***** Data provided *****

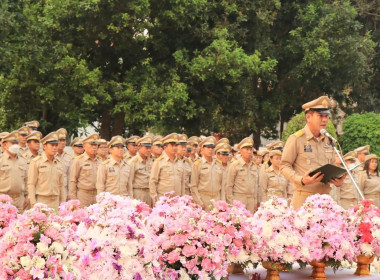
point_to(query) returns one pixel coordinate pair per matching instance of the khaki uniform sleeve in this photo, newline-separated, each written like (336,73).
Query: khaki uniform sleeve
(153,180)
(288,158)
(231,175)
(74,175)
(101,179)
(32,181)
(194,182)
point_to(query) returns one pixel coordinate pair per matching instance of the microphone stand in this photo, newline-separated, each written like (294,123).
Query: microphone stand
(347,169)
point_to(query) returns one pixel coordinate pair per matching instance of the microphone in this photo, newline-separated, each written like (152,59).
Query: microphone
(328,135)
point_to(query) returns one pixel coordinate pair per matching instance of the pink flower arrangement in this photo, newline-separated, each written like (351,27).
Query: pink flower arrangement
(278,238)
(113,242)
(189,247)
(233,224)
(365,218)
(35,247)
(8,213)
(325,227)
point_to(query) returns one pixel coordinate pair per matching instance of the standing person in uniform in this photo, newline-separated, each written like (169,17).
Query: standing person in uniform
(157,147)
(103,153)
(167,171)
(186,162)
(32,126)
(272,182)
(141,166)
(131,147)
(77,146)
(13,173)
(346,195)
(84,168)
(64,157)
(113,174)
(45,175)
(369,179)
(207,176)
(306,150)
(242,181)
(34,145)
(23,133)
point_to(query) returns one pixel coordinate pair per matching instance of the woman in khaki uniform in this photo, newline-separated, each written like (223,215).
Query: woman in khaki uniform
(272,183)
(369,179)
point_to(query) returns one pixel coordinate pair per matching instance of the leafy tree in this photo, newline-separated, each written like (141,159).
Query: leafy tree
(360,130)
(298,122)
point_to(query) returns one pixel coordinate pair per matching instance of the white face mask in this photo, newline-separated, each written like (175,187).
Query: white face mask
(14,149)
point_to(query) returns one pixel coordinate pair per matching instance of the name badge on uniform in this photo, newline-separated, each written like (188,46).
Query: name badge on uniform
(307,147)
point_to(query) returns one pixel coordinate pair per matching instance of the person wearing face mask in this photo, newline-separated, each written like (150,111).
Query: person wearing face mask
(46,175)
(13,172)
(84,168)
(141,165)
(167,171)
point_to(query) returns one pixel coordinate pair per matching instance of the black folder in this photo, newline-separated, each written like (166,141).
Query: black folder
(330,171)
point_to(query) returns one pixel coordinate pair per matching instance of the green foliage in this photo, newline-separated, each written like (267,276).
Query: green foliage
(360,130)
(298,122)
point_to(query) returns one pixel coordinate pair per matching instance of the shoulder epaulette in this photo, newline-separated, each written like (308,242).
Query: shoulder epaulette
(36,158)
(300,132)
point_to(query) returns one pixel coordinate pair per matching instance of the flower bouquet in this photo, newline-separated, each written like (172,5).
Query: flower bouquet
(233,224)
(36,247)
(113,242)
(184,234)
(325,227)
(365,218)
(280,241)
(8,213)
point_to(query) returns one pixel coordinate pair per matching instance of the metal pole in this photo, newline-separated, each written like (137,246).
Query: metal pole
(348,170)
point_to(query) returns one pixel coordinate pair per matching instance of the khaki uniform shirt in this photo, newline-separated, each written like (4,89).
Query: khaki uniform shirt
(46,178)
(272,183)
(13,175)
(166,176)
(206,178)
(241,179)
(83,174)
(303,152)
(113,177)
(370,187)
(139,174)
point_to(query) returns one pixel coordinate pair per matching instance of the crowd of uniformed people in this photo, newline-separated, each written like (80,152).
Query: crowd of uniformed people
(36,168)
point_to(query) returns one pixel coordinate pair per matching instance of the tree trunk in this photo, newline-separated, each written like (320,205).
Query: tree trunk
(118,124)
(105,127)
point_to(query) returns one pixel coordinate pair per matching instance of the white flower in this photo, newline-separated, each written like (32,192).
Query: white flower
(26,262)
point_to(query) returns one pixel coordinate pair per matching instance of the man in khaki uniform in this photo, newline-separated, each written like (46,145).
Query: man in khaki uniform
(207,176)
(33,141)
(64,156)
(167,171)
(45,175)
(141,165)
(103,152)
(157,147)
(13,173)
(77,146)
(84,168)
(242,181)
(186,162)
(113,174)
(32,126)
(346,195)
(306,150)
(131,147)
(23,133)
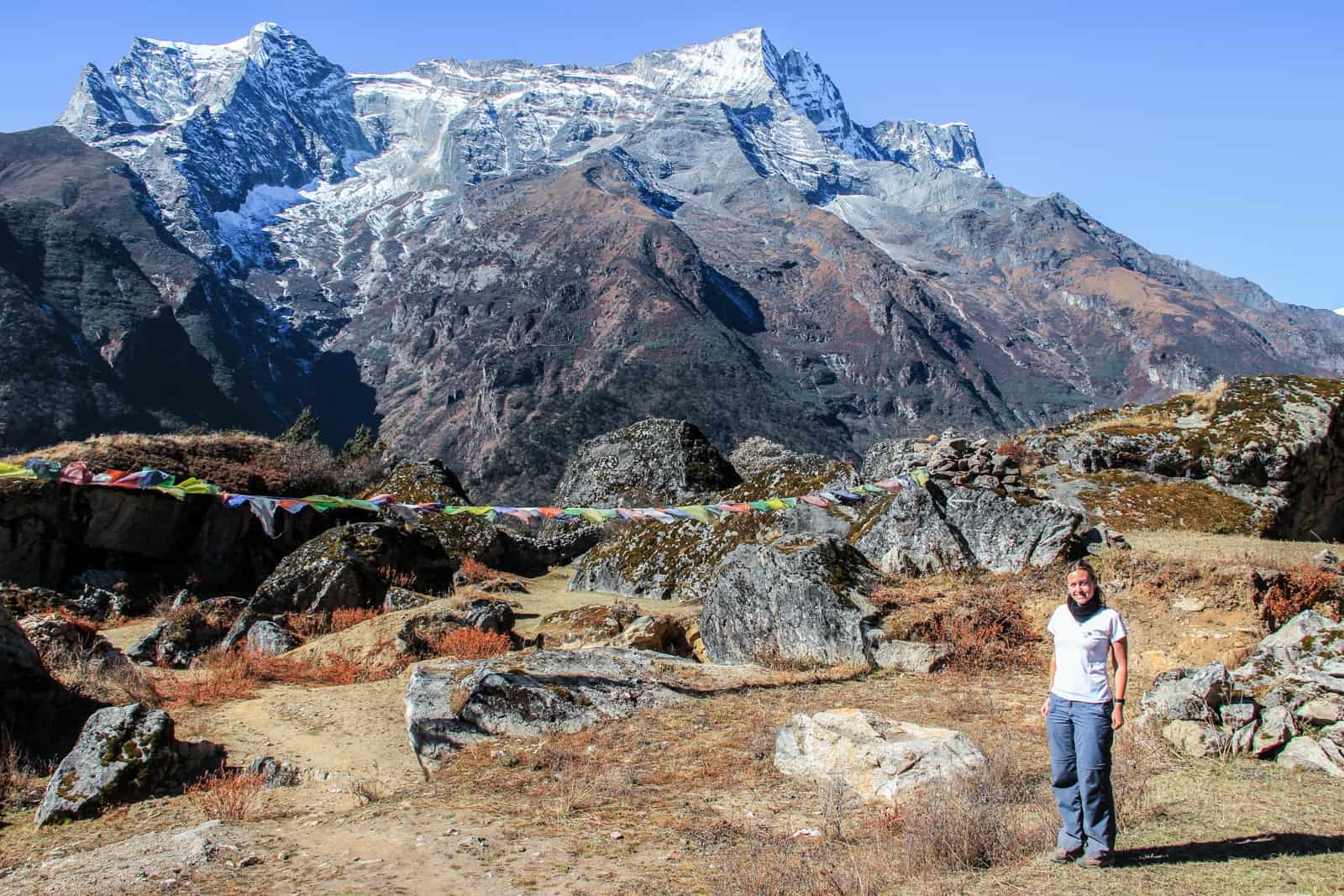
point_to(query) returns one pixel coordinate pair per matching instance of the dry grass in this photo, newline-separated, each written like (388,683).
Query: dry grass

*****

### Goal
Repeat each entry exactly as given; no pictures belong in the copy.

### Finished task
point_to(query) returns one pixel coordinate pair per matching instance of the khaki uniform sleeve in this photo, newline-separated, each written like (336,73).
Query: khaki uniform sleeve
(153,180)
(288,158)
(231,175)
(74,175)
(101,179)
(32,181)
(194,182)
point_to(query) returns one pixel coordinate pair per matching instance of the microphone stand in this photo, newline-separated, each written like (294,123).
Query: microphone stand
(347,169)
point_to(query) returns one pixel coordinate pair per matching instance of the microphone in this photo, newline-separated, each written like (152,59).
Query: microphone
(328,135)
point_to(query) returns one pixel coordinate pair per matching instance of the pink flower arrangement in this photo, newline-separated, each written like (351,27).
Query: pink flower arrangement
(278,238)
(113,242)
(189,247)
(233,224)
(365,218)
(35,247)
(8,213)
(325,227)
point_to(query) returns one pixel coordinate pair per matching instance of the standing person in uniform in this photo, newline-separated, each written like (169,17).
Query: standing person in uniform
(157,147)
(103,153)
(167,171)
(186,162)
(32,126)
(272,182)
(141,166)
(131,147)
(77,146)
(13,173)
(346,195)
(84,168)
(64,157)
(113,174)
(45,175)
(369,179)
(207,176)
(306,150)
(242,181)
(34,145)
(23,133)
point_to(query) returns one pixel coordinate pair per matching instance of the woman in khaki uniform in this photo, newline-separated, each written like (223,215).
Query: woman in khaki uniform
(272,183)
(369,179)
point_to(query) returns one pixel coordinate pair per matching instance of the leafy tree in this photo, newline-separated, each written like (141,159).
Query: leafy tree
(360,130)
(298,122)
point_to(query) returns one pixel coordinate pair per matching instance of the white face mask in this photo, newline-separated, each written like (175,187).
Query: white face mask
(14,149)
point_to(query) returns one pixel coordinate pair per matching instance of the name badge on uniform in this photo, newline-separated, each written like (188,46).
Query: name badge on uniform
(307,147)
point_to(query) returns one pixel coordinate pair per matching instance of the person wearing face mask in this photo, newline-separated, each written like (150,111).
Query: person wearing face mask
(46,175)
(13,172)
(84,168)
(141,165)
(167,171)
point_to(query) returns one pixel coordinate pair per matching instance of the black folder in this photo, newline-separated, each written like (166,141).
Query: black folder
(330,171)
point_to(query) returns one pixel coordinate pair per matching instance of the green foliage in this photo, newline-separated, each written like (267,276).
Query: green foliage
(360,130)
(298,122)
point_to(query) returns one pixel coordinate pair per matching instance of the shoulder epaulette in this photo, newline-separated, each written like (308,242).
Query: shoulder epaulette
(36,158)
(300,132)
point_to(query) returns one pixel coordinate pair per matching instance of the flower bouquet in this photo, newline-separated, each written like (172,5).
Query: flower bouquet
(233,224)
(36,247)
(113,242)
(184,234)
(325,227)
(365,218)
(280,241)
(8,213)
point_to(query) returns one pixel coordinate pair per matching instance of the metal pole in this photo, newline-separated, each written like (137,246).
Query: metal pole
(348,170)
point_to(query) returns one pixel coordinate pair per matching instance of the khaki uniform shirt in this photo, newline-separated, each written like (4,89).
Query: khaki uniform shirt
(46,178)
(272,183)
(13,175)
(166,176)
(206,178)
(241,179)
(83,174)
(303,152)
(113,177)
(370,187)
(139,174)
point_to(query) returns one pixel coordinate pair per matching instance of the crowd of uniformed people in this photo, newline-separated, each written like (80,152).
Query: crowd of uniformed people
(36,168)
point_to(query) returns one pixel coordinate pair per matching instance of the tree trunk in this photo, newline-separated, each written like (320,205).
Query: tree trunk
(118,124)
(105,127)
point_to(query) returns one pixel coordinate pair per matching instance of the white flower in this photo, newline-separated, each written like (32,192).
Query: white flower
(26,262)
point_to(query) returns one pixel coordinate pair per matching instance of the man in khaki uniform in this photo, newline-separated, each written like (46,145).
Query: man in khaki uniform
(207,176)
(33,141)
(64,156)
(167,171)
(45,175)
(141,165)
(103,152)
(157,147)
(13,173)
(77,146)
(84,168)
(242,181)
(186,162)
(113,174)
(32,126)
(346,195)
(306,150)
(131,147)
(23,133)
point_to(query) returns one pixel coordinate pair per matching instance of the dry grass in this photo, newline-separated, each written like (388,683).
Query: dry grass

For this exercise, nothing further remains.